Document segment START

# Speer Gold Dot 9mm 124gr



## precisioncg (Jun 10, 2009)

Someone put me onto this ammo for defensive carry in my G26. I did some Google searches for the ammo to see what others are saying about it. All I see is 124gr+P for Speer Gold Dot. The box I was given does not have the +P. Does Speer make two types for this ammo? Even on their website I can't seem to find anything but the +P.


----------



## James NM (Jan 4, 2007)

If it doesn't say +P, it's not +P.

Yes, Speer makes standard pressure 124 gr 9mm loads. I can prove it, too: just look at _your_ box.


----------



## Shipwreck (Jan 26, 2006)

Yes, they make both.

I just switched this to my carry ammo - the non +p 124 gr. I used to carry 124 grain hydrashok, but no one in the USA has that in stock right now. My Beretta 92 prefer 124 gr.


----------



## DJ Niner (Oct 3, 2006)

Document segment END

Directions:
a: Answer these questions about the Speer Gold Dot thread:
(i) In which pistol does precisioncg want to carry the ammunition?
(ii) What ammunition did Shipwreck carry before switching?
(iii) Which pistol does Shipwreck say prefers 124 gr?
b: Carry on the forum thread about Speer Gold Dot 9mm ammunition from where it stops.
The rows that come after this thread have no part in it.

Dataset records START

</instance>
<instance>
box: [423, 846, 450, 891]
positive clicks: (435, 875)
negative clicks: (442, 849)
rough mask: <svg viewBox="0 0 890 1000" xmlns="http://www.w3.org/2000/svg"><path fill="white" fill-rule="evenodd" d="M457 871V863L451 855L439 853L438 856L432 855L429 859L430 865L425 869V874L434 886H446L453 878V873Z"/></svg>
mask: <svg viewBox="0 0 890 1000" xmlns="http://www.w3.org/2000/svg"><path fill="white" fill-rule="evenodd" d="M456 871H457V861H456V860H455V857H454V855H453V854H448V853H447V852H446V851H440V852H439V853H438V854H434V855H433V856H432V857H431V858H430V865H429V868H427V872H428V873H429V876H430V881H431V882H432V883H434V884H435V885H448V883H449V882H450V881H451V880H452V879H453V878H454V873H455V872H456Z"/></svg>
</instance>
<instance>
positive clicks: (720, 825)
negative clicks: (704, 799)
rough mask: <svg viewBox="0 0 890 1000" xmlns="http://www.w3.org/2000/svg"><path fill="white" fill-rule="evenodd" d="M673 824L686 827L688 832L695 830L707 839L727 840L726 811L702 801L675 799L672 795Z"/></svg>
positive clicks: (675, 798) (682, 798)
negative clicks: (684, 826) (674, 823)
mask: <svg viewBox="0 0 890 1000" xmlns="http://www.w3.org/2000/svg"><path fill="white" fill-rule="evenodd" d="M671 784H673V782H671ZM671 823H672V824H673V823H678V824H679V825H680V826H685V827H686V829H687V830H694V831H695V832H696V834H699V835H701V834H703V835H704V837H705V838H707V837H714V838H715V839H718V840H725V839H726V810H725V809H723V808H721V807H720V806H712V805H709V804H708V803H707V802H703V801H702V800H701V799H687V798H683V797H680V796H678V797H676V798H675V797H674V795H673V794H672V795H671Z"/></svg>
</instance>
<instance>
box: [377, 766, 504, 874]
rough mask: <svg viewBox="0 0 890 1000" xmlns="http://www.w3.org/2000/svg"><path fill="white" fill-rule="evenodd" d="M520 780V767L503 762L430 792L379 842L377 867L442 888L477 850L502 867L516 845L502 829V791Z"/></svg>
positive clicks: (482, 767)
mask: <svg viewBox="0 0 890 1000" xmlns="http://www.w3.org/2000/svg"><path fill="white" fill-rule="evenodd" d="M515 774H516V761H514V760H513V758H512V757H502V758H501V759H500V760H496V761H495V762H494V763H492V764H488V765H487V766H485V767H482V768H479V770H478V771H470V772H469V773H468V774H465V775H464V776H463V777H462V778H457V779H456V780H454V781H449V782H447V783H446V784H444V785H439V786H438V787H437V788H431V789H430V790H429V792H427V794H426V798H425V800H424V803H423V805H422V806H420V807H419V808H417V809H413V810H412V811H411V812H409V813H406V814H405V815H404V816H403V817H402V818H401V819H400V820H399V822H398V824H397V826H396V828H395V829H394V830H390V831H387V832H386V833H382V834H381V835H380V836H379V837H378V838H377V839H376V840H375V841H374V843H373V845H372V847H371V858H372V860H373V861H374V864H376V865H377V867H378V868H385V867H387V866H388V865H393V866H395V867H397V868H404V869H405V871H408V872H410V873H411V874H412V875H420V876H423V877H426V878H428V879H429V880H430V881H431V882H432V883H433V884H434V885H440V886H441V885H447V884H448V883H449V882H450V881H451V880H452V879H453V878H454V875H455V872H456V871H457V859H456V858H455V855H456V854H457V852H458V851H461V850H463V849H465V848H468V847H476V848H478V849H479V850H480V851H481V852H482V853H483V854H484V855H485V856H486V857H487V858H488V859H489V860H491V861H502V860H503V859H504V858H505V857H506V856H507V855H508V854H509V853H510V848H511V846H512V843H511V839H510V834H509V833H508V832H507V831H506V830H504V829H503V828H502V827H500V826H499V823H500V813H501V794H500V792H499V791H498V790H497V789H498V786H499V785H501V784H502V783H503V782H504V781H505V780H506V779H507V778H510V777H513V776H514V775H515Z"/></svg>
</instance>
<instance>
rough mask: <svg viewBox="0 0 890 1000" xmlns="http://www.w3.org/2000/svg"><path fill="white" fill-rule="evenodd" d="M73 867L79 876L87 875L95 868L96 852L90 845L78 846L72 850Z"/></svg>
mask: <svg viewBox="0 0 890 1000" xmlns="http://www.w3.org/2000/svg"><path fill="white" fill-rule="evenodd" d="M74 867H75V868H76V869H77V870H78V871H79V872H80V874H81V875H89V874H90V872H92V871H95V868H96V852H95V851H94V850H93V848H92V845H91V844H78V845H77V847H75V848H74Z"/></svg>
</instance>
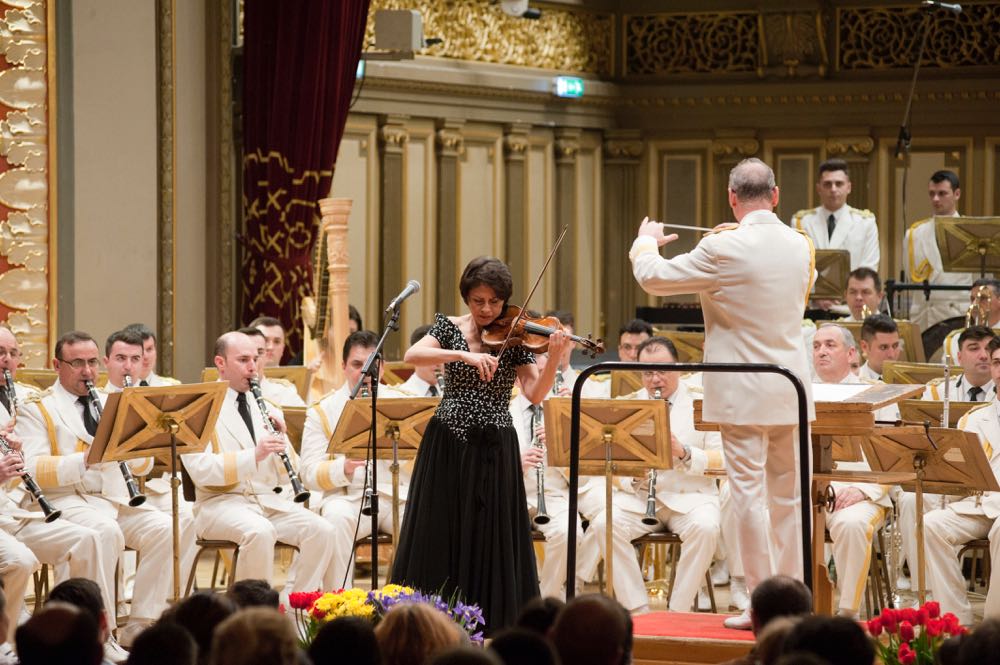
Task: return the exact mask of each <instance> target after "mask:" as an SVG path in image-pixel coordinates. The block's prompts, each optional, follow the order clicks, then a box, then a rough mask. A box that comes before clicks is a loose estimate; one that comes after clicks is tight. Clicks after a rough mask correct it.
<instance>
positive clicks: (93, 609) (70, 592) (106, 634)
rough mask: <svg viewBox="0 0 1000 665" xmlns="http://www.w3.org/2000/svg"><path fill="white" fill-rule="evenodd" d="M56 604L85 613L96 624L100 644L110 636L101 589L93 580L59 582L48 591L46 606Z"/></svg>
mask: <svg viewBox="0 0 1000 665" xmlns="http://www.w3.org/2000/svg"><path fill="white" fill-rule="evenodd" d="M52 602H57V603H65V604H67V605H72V606H73V607H77V608H79V609H80V610H81V611H83V612H86V613H87V614H88V615H89V616H90V618H92V619H93V620H94V623H96V624H97V630H98V632H99V636H100V638H101V644H104V642H105V640H107V639H108V637H109V636H110V635H111V628H110V626H109V625H108V624H109V622H108V615H107V612H105V607H104V598H103V597H102V596H101V587H99V586H97V582H95V581H94V580H88V579H86V578H84V577H71V578H69V579H68V580H65V581H63V582H60V583H59V584H57V585H55V586H54V587H52V590H51V591H49V598H48V600H47V601H46V604H48V603H52Z"/></svg>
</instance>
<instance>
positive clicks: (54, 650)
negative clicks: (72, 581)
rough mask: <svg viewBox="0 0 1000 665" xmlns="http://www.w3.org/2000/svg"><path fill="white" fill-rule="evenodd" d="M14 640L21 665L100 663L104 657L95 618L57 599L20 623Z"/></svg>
mask: <svg viewBox="0 0 1000 665" xmlns="http://www.w3.org/2000/svg"><path fill="white" fill-rule="evenodd" d="M15 642H16V643H17V655H18V658H19V660H20V662H21V664H22V665H99V663H100V662H101V660H102V659H103V657H104V646H103V642H102V641H101V640H100V638H99V633H98V626H97V622H96V621H94V617H93V616H92V615H91V614H90V613H89V612H87V611H86V610H83V609H81V608H79V607H76V606H74V605H70V604H68V603H62V602H58V601H56V602H49V603H46V604H45V607H43V608H42V609H41V610H40V611H38V612H36V613H35V615H34V616H33V617H31V618H30V619H28V620H27V621H26V622H25V623H24V624H23V625H21V626H19V627H18V629H17V633H16V637H15Z"/></svg>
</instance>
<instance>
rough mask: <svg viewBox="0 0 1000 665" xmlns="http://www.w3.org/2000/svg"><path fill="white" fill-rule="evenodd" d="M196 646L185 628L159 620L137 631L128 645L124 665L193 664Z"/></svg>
mask: <svg viewBox="0 0 1000 665" xmlns="http://www.w3.org/2000/svg"><path fill="white" fill-rule="evenodd" d="M197 662H198V646H197V645H196V644H195V643H194V638H193V637H191V634H190V633H188V632H187V631H186V630H184V629H183V628H181V627H180V626H178V625H177V624H175V623H171V622H170V621H159V622H157V623H155V624H153V625H152V626H150V627H149V628H147V629H146V630H144V631H142V632H141V633H139V635H138V637H136V638H135V641H134V642H133V643H132V646H131V647H129V656H128V660H127V661H126V665H195V663H197Z"/></svg>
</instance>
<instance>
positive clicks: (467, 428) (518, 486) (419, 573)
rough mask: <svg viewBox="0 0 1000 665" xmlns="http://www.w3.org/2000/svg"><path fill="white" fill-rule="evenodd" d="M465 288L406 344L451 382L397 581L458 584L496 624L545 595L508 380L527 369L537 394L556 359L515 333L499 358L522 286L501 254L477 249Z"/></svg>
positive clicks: (415, 505) (396, 556) (550, 350)
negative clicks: (422, 333)
mask: <svg viewBox="0 0 1000 665" xmlns="http://www.w3.org/2000/svg"><path fill="white" fill-rule="evenodd" d="M459 290H460V292H461V294H462V300H464V301H465V304H466V306H467V307H468V309H469V313H468V314H465V315H463V316H458V317H447V316H444V315H442V314H437V315H436V316H435V321H434V325H433V326H432V327H431V329H430V330H429V331H428V333H427V335H426V336H425V337H424V338H423V339H421V340H420V341H419V342H417V343H416V344H415V345H413V346H412V347H410V349H409V350H408V351H407V352H406V355H405V356H404V360H405V361H406V362H409V363H412V364H414V365H417V366H421V365H436V364H439V363H445V390H444V395H443V396H442V398H441V404H440V405H439V406H438V409H437V412H436V413H435V415H434V417H433V418H432V419H431V420H430V422H429V423H428V425H427V429H426V431H425V432H424V436H423V440H422V441H421V443H420V450H419V451H418V453H417V459H416V462H415V464H414V468H413V474H412V477H411V480H410V488H409V492H408V497H407V502H406V513H405V515H404V518H403V526H402V530H401V532H400V537H399V543H398V548H397V551H396V558H395V562H394V564H393V569H392V581H393V582H396V583H400V584H407V585H410V586H412V587H414V588H417V589H420V590H422V591H424V592H426V593H435V592H437V591H438V590H441V592H442V596H443V597H445V598H448V597H450V596H451V594H452V593H453V592H455V591H457V592H458V594H459V596H460V597H461V598H462V599H463V601H464V602H466V603H476V604H478V605H479V606H480V607H481V608H482V610H483V616H484V618H485V620H486V630H487V632H488V633H492V632H494V631H496V630H497V629H499V628H502V627H504V626H508V625H511V624H512V623H513V622H514V619H515V618H516V616H517V613H518V612H519V611H520V609H521V607H522V606H523V605H524V603H525V602H526V601H527V600H528V599H530V598H532V597H534V596H537V595H538V575H537V571H536V568H535V554H534V548H533V546H532V542H531V521H530V519H529V517H528V510H527V506H526V502H525V495H524V479H523V476H522V469H521V458H520V454H519V452H518V443H517V433H516V432H515V430H514V427H513V424H512V422H511V417H510V412H509V409H508V407H509V404H510V399H511V389H512V387H513V385H514V380H515V378H516V379H520V382H521V389H522V390H523V391H524V393H525V396H526V397H527V398H528V399H530V400H531V401H532V402H535V403H540V402H541V401H542V400H543V399H544V397H545V396H546V394H547V393H548V392H549V391H550V390H551V388H552V384H553V381H554V379H555V374H556V370H557V369H558V367H557V365H558V363H548V364H547V365H546V366H545V369H544V370H542V371H539V370H538V367H537V366H536V365H535V358H534V355H533V354H532V353H531V352H529V351H527V350H526V349H525V348H523V347H522V346H510V345H508V346H507V347H506V348H505V349H504V350H503V351H502V353H501V354H500V356H499V358H498V357H497V355H494V354H493V353H490V352H487V351H486V348H485V347H484V345H483V342H482V336H483V331H484V329H485V328H486V327H487V326H489V325H490V324H491V323H493V322H494V321H496V319H498V318H499V317H500V316H501V315H503V314H504V312H505V309H506V306H507V301H508V300H509V299H510V296H511V293H512V291H513V279H512V278H511V273H510V269H509V268H508V267H507V265H506V264H504V263H503V262H502V261H500V260H499V259H496V258H492V257H485V256H481V257H479V258H476V259H473V260H472V261H470V262H469V265H467V266H466V267H465V270H464V271H463V273H462V279H461V281H460V283H459ZM569 344H572V342H571V341H570V340H569V339H567V337H566V335H565V334H564V333H563V332H562V331H561V330H557V331H554V332H553V333H552V335H551V336H550V337H549V340H548V348H549V352H550V353H553V354H556V356H559V355H560V354H562V353H563V351H564V350H565V348H566V346H567V345H569Z"/></svg>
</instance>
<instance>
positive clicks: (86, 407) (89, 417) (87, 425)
mask: <svg viewBox="0 0 1000 665" xmlns="http://www.w3.org/2000/svg"><path fill="white" fill-rule="evenodd" d="M77 401H78V402H79V403H80V404H82V405H83V426H84V427H85V428H86V429H87V434H89V435H90V436H94V435H95V434H97V418H95V417H94V407H93V406H91V403H90V398H89V397H87V396H85V395H84V396H81V397H80V398H79V399H78V400H77Z"/></svg>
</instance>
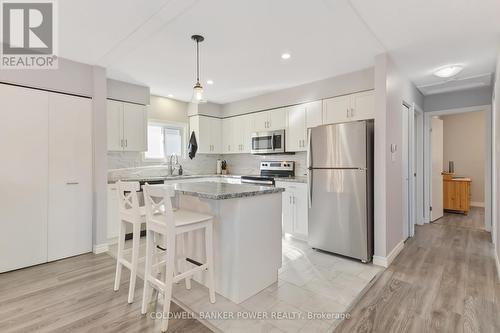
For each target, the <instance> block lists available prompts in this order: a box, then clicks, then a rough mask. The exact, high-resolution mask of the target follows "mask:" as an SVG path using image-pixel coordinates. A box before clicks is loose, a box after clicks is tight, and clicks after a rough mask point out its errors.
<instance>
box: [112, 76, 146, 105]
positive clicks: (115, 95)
mask: <svg viewBox="0 0 500 333" xmlns="http://www.w3.org/2000/svg"><path fill="white" fill-rule="evenodd" d="M107 85H108V86H107V95H108V98H111V99H116V100H119V101H125V102H131V103H137V104H142V105H149V96H150V93H149V87H144V86H139V85H137V84H132V83H128V82H123V81H117V80H112V79H108V80H107Z"/></svg>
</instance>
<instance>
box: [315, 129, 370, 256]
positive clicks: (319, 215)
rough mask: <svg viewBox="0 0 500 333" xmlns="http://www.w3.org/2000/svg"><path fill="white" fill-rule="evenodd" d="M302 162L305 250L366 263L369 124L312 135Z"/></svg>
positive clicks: (330, 130) (369, 239)
mask: <svg viewBox="0 0 500 333" xmlns="http://www.w3.org/2000/svg"><path fill="white" fill-rule="evenodd" d="M307 158H308V176H309V183H308V184H309V226H308V227H309V235H308V242H309V245H310V246H312V247H313V248H316V249H319V250H324V251H328V252H333V253H337V254H341V255H344V256H347V257H352V258H357V259H360V260H361V261H363V262H369V261H371V259H372V255H373V120H369V121H357V122H350V123H341V124H334V125H325V126H320V127H316V128H313V129H311V130H310V132H309V149H308V154H307Z"/></svg>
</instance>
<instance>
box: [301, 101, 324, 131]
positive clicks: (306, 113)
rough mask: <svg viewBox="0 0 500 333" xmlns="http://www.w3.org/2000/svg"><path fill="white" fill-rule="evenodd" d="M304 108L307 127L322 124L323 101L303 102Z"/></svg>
mask: <svg viewBox="0 0 500 333" xmlns="http://www.w3.org/2000/svg"><path fill="white" fill-rule="evenodd" d="M304 107H305V108H306V123H307V128H313V127H316V126H321V125H323V103H322V102H321V101H314V102H310V103H306V104H304Z"/></svg>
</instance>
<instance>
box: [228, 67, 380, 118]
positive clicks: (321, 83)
mask: <svg viewBox="0 0 500 333" xmlns="http://www.w3.org/2000/svg"><path fill="white" fill-rule="evenodd" d="M373 73H374V70H373V68H368V69H364V70H361V71H357V72H353V73H349V74H344V75H340V76H335V77H332V78H329V79H325V80H321V81H315V82H311V83H307V84H303V85H300V86H297V87H292V88H288V89H283V90H279V91H274V92H272V93H268V94H264V95H260V96H256V97H251V98H247V99H244V100H240V101H236V102H232V103H227V104H224V105H222V114H223V116H224V117H229V116H234V115H238V114H244V113H249V112H254V111H262V110H268V109H273V108H278V107H283V106H288V105H293V104H300V103H305V102H311V101H316V100H320V99H324V98H329V97H334V96H339V95H345V94H350V93H354V92H358V91H363V90H371V89H373V88H374V79H373Z"/></svg>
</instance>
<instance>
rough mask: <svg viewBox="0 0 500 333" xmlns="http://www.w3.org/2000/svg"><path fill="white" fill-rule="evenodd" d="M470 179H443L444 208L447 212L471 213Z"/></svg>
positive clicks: (461, 178) (449, 178) (443, 194)
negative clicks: (447, 211)
mask: <svg viewBox="0 0 500 333" xmlns="http://www.w3.org/2000/svg"><path fill="white" fill-rule="evenodd" d="M470 185H471V180H470V179H469V178H450V177H447V176H444V177H443V208H444V209H445V210H450V211H457V212H463V213H465V214H467V213H469V210H470Z"/></svg>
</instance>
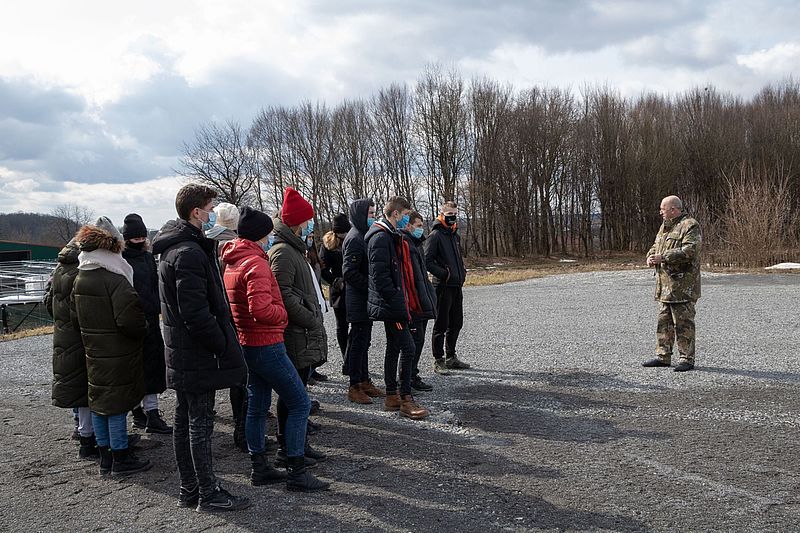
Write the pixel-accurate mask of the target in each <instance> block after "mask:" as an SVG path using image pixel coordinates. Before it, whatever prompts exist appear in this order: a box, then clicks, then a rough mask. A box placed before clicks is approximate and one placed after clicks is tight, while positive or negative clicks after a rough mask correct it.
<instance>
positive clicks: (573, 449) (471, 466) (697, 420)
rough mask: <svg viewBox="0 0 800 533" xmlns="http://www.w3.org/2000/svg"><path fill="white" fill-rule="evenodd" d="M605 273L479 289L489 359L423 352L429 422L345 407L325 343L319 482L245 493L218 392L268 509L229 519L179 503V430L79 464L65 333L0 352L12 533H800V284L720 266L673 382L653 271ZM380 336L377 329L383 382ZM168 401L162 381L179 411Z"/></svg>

Dataset records END

Results in order:
a:
(i) A G26.
(ii) 124 grain Hydra-Shok.
(iii) A Beretta 92.

b:
Both good loads, just one is faster. I've carried several different variations of this load over the years with complete confidence (as Shipwreck indicated, a guy's gotta use whatever he can find). Two of my Glock 9mms have the +P load in the mags right now. For a short time, you could even get CCI Blazer aluminum-cased stuff with Gold Dot bullets (I think it was some kind of an overrun on police practice ammo). I still have a few boxes of this stuff left, too. It's VERY accurate.


----------



## Freedom1911 (Oct 22, 2009)

Try Cor-Bon DPX in 9mm. It is also a fine CCW/PDR.


----------



## Baldy (Jun 21, 2006)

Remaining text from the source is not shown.